WHAT TO DO:
Before you reproduce the entries that follow, strip out any image they contain and keep the rest exact.

MATERIAL TO PROCESS:
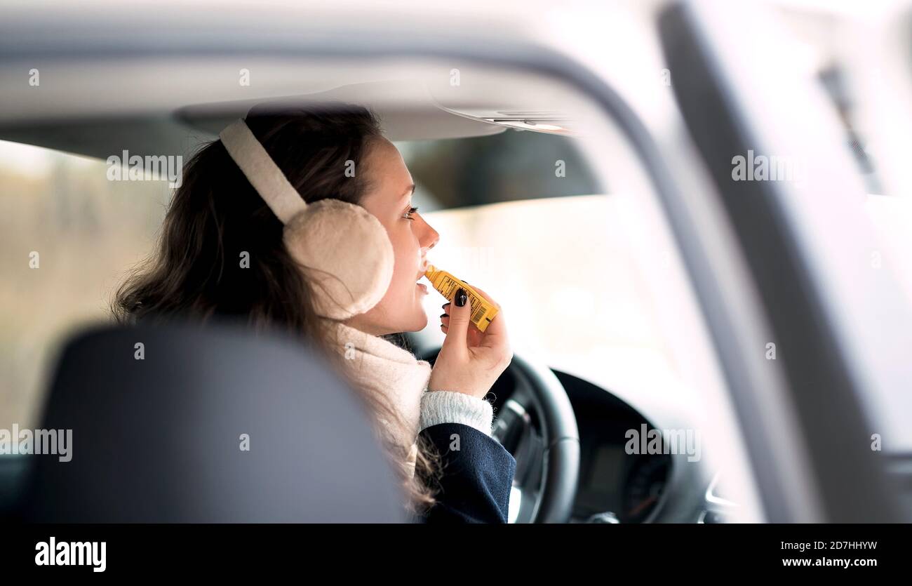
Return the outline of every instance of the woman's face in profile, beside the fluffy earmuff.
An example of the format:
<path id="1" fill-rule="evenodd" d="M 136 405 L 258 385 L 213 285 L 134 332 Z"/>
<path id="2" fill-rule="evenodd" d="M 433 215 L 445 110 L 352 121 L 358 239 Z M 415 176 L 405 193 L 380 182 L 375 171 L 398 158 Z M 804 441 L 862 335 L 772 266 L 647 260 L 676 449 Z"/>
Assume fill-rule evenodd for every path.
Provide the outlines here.
<path id="1" fill-rule="evenodd" d="M 422 307 L 427 293 L 417 282 L 427 266 L 425 255 L 440 235 L 417 212 L 409 213 L 414 183 L 392 142 L 384 138 L 373 141 L 366 167 L 371 186 L 361 205 L 387 229 L 396 262 L 386 295 L 346 324 L 377 336 L 423 330 L 428 324 Z"/>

SOLVED EXERCISE:
Return the outline of every instance of the woman's face in profile, beside the fluffy earmuff.
An example of the format:
<path id="1" fill-rule="evenodd" d="M 136 405 L 258 385 L 213 285 L 134 332 Z"/>
<path id="2" fill-rule="evenodd" d="M 433 215 L 445 110 L 352 121 L 358 239 Z M 415 176 L 405 193 L 380 182 L 375 171 L 398 158 Z M 804 441 L 862 335 L 772 266 L 647 260 L 676 449 Z"/>
Assume fill-rule evenodd for every path.
Provide the outlines here.
<path id="1" fill-rule="evenodd" d="M 422 307 L 427 293 L 417 282 L 427 266 L 425 255 L 440 235 L 417 212 L 409 213 L 414 183 L 392 142 L 384 138 L 373 141 L 366 167 L 371 186 L 361 205 L 387 229 L 396 262 L 386 295 L 346 324 L 377 336 L 423 330 L 428 324 Z"/>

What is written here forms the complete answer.